--- START ---
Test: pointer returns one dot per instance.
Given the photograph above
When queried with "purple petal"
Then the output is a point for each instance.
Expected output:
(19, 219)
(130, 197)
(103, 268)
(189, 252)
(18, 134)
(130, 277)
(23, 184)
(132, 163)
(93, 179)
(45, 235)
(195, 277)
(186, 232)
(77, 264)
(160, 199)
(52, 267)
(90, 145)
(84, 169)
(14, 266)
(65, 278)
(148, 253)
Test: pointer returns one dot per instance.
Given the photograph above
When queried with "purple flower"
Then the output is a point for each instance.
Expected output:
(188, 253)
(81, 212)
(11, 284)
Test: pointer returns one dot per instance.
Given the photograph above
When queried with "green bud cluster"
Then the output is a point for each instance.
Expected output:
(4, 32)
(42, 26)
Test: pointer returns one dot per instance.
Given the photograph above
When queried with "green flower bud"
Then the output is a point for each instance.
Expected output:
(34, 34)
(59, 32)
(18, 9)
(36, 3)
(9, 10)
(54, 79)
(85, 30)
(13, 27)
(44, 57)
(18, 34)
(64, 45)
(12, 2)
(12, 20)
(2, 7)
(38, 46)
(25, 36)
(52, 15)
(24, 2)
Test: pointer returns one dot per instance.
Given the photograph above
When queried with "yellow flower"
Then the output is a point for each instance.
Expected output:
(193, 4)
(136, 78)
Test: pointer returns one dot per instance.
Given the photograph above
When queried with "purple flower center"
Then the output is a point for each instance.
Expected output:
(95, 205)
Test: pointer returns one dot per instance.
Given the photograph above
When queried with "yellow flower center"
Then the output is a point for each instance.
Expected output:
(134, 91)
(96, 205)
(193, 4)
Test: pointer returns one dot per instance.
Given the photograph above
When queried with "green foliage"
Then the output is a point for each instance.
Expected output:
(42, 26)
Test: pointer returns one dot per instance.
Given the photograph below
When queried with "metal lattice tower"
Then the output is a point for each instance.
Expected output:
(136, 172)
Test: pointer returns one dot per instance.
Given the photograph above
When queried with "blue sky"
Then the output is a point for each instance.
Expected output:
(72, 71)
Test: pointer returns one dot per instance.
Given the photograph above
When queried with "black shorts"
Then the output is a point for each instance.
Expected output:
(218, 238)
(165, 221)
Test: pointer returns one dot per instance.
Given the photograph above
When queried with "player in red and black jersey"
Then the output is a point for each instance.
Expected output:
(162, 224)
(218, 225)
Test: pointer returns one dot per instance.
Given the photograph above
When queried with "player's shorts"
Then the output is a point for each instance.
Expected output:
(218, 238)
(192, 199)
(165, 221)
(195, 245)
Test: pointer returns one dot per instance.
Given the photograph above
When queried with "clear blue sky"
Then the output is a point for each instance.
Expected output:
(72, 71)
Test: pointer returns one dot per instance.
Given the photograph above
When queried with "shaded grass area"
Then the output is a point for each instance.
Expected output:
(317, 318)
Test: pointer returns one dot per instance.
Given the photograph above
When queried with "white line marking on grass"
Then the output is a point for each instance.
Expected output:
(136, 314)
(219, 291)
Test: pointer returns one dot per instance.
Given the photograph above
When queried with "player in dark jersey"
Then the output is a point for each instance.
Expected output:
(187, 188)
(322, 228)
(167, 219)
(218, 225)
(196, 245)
--- END ---
--- START ---
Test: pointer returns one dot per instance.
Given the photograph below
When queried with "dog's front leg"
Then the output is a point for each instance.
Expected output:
--- END ---
--- START ---
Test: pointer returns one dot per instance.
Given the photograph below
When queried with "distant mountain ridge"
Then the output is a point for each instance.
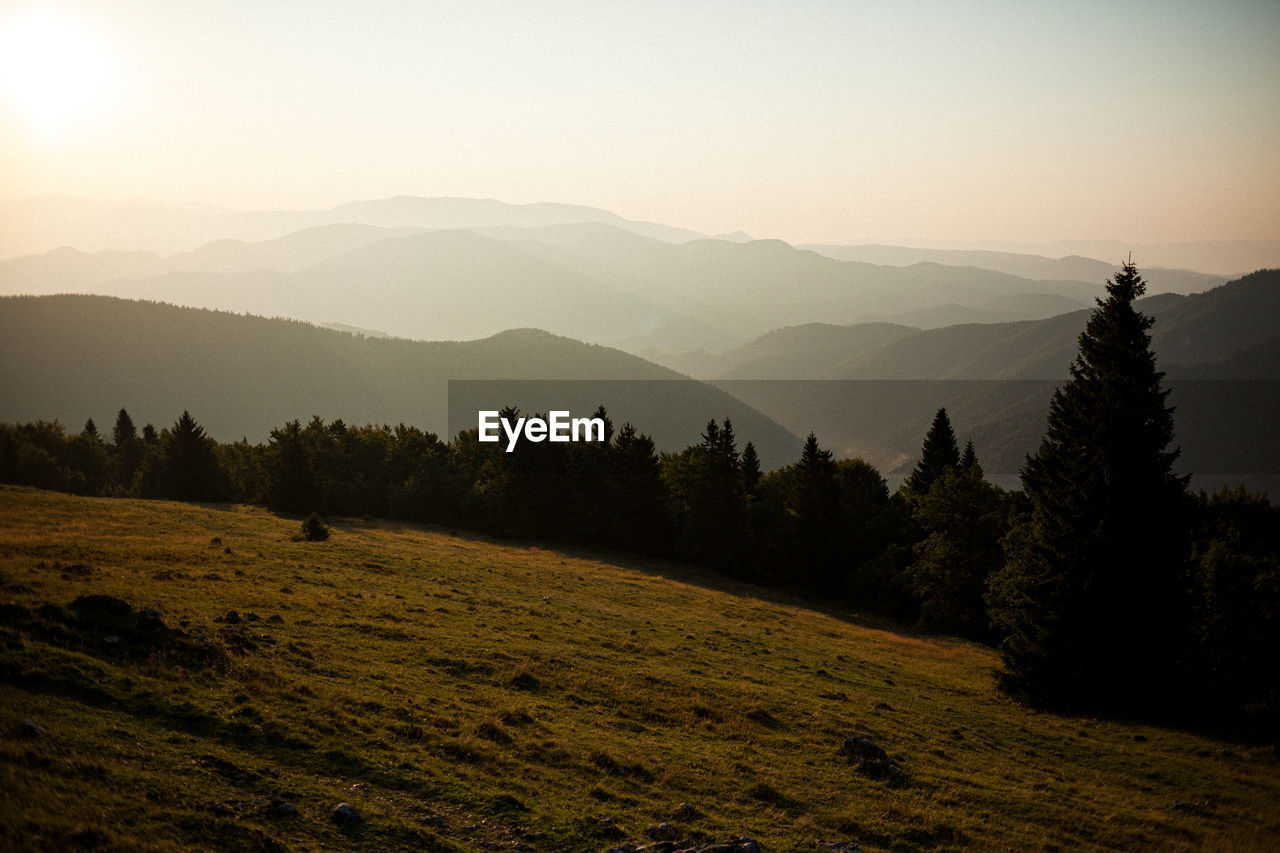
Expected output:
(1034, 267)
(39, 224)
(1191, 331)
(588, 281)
--- END ---
- _EXERCISE GOAL_
Go through the entries above and count the lines containing the word "black"; give only that count.

- _TASK OUTPUT_
2